__Job 1__
Write out the stretch of the AvroInputFormat email from "I will check" through "is being called.".
__Job 2__
According to the AvroInputFormat email, at what point does the exception seem to occur?
__Job 3__
Translate this sentence from the AvroInputFormat email into Spanish: "One concern I have is that from the stacktrace I posted it doesn’t actually look like the custom class is being called."

__Supplied passage__
# # # #

I will check out the other suggestions you make. One concern I have is that from the stacktrace
I posted it doesn’t actually look like the custom class is being called.

From: vino yang <yanghua1127@gmail.com<mailto:yanghua1127@gmail.com>>
Sent: 17 July 2018 05:49
To: Porritt, James <James.Porritt@uk.mlp.com<mailto:James.Porritt@uk.mlp.com>>
Cc: user@flink.apache.org<mailto:user@flink.apache.org>
Subject: Re: AvroInputFormat NullPointerException issues

Hi Porritt,

Based on the exception stack trace you provided, it seems the exception occurs when initializing
Avro schema. You did not give the definition of the MyAvroSchema Class, so I'd to suggest
you :

1. make sure the file path "file:///home/myuser/test.avro" exists in your tm node which run
your source task.
2. here is the flink-avro connector documentation[1] you can refer
3. there are many test case such as this[2], you can use to test your program, just need a
little change

[1]: https://ci.apache.org/projects/flink/flink-docs-release-1.5/dev/batch/connectors.html#avro-support-in-flink
[2]: https://github.com/apache/flink/blob/master/flink-formats/flink-avro/src/test/java/org/apache/flink/formats/avro/AvroInputFormatTypeExtractionTest.java

---
thanks.
vino.

# # # #

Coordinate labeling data
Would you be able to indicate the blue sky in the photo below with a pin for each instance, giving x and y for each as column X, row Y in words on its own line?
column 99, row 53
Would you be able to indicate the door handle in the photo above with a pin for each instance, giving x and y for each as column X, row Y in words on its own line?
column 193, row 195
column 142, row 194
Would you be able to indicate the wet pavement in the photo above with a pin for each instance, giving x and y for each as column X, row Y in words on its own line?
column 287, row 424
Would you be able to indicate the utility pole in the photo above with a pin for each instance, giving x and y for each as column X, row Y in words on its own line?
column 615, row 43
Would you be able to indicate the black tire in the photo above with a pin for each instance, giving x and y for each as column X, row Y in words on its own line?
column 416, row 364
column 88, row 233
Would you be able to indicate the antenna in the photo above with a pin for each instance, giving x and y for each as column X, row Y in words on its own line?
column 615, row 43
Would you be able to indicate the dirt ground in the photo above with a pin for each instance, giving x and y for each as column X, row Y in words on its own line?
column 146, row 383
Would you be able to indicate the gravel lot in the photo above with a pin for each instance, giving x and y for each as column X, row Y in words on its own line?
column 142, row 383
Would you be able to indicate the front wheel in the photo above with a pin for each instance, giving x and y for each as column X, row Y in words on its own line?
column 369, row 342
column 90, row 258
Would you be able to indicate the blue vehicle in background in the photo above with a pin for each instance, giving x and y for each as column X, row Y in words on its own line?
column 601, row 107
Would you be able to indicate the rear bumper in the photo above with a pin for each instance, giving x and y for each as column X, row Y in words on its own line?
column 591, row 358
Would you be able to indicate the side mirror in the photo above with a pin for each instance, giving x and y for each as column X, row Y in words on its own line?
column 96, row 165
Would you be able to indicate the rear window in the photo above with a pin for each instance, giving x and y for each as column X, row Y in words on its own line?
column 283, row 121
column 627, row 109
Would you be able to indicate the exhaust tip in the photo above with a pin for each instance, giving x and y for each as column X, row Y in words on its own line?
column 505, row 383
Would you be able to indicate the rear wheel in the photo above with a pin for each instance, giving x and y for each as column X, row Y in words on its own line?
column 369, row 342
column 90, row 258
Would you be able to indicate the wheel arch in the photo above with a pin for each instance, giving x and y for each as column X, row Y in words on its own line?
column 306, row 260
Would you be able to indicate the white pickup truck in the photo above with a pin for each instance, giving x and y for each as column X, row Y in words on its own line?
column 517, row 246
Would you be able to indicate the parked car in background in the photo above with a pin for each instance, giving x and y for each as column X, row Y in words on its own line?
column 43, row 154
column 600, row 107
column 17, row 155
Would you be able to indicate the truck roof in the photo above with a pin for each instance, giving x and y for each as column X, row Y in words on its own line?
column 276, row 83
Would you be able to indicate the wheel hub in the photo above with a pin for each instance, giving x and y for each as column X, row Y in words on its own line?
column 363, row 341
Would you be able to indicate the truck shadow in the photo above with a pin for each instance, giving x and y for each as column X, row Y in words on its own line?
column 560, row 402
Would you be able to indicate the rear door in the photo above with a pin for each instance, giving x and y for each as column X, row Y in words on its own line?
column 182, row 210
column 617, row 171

# # # #

__Full response 1__
I will check out the other suggestions you make. One concern I have is that from the stacktrace
I posted it doesn’t actually look like the custom class is being called.

__Full response 2__
When initializing the Avro schema.

__Full response 3__
Una de mis preocupaciones es que, según el stacktrace que publiqué, en realidad no parece que se esté llamando a la clase personalizada.